● **DIRECTIVE**
Could you express the rows, from their first line through the line containing "45, 300, 133]]" and including both of those lines, as a JSON list of strings with one string per line and blank lines omitted?

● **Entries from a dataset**
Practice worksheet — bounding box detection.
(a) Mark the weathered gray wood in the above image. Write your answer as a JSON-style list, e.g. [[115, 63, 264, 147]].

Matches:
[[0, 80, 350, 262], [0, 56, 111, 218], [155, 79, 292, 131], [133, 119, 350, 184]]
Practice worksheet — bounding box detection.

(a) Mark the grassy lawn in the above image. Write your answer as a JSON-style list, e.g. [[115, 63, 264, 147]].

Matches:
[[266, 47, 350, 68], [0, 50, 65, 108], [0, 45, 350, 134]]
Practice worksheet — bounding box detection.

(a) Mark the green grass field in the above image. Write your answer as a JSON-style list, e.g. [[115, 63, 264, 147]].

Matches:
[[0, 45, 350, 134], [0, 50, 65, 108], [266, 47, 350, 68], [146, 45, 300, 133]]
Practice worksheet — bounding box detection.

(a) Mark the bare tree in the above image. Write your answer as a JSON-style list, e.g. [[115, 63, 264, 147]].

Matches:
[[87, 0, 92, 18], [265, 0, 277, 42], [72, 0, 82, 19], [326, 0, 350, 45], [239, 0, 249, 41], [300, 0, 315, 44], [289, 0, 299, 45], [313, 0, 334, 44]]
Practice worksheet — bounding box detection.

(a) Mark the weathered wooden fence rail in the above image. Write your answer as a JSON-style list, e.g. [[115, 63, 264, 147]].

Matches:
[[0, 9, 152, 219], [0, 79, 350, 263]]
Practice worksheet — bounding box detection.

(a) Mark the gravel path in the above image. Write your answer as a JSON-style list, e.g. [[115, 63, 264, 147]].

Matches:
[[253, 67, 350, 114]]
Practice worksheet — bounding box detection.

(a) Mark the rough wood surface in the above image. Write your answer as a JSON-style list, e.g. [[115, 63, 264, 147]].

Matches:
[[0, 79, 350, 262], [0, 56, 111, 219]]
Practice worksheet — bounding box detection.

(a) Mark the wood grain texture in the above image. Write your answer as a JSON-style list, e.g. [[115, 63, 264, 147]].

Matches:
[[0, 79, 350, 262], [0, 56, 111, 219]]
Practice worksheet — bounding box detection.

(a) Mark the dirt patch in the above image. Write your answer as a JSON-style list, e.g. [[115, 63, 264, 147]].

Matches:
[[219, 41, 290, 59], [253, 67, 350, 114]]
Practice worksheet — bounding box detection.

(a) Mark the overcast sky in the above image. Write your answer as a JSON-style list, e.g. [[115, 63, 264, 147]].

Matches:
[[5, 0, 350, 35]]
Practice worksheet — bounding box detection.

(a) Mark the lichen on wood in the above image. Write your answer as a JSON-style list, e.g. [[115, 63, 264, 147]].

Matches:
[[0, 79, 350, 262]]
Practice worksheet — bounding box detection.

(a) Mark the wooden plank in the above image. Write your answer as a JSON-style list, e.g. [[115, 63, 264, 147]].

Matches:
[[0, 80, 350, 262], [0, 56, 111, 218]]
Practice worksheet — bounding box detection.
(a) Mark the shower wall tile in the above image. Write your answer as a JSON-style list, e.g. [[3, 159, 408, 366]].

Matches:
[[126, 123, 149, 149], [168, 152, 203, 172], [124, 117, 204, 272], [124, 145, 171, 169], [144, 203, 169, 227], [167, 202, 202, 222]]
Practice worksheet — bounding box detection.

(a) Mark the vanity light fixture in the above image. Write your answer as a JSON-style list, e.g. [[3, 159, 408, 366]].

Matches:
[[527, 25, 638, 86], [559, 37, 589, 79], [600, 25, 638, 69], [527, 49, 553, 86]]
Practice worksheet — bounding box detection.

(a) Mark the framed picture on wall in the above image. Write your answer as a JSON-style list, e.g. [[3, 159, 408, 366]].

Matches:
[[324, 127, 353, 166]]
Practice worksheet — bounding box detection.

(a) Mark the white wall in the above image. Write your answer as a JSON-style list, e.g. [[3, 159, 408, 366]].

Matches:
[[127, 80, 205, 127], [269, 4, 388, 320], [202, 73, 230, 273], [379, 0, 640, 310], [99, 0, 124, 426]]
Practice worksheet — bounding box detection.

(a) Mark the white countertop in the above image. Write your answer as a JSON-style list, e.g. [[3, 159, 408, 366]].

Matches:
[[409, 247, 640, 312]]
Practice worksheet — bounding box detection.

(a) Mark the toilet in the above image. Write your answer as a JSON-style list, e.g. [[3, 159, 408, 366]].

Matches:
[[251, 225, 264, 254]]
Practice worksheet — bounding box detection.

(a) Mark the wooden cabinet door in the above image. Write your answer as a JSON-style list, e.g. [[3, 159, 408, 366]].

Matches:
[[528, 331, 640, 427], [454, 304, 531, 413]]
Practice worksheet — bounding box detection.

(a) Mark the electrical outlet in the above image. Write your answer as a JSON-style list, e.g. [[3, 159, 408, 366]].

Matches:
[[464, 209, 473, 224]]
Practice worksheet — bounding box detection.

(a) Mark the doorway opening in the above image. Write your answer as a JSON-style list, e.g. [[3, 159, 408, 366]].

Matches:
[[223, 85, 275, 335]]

● **CORRECT RESPONSE**
[
  "Practice worksheet — bounding box detection.",
  "(a) Mark the weathered gray wood in the above image. Write your answer as a JSON-style list, e.g. [[115, 63, 264, 147]].",
  "Matches:",
  "[[0, 80, 350, 262], [0, 56, 111, 218], [155, 79, 292, 131], [133, 119, 350, 184]]",
  "Practice worksheet — bounding box detection.",
  "(a) Mark the grassy lawn in the above image. Write your answer as a JSON-style list, e.g. [[115, 63, 264, 147]].",
  "Matches:",
  "[[266, 47, 350, 68], [0, 50, 65, 108], [0, 45, 350, 134]]",
  "Practice worksheet — bounding box detection.",
  "(a) Mark the green grass field in the above image. Write your answer as a JSON-style list, e.g. [[115, 63, 264, 147]].",
  "Matches:",
  "[[0, 45, 350, 134], [0, 50, 65, 108], [266, 47, 350, 68], [146, 45, 300, 133]]"
]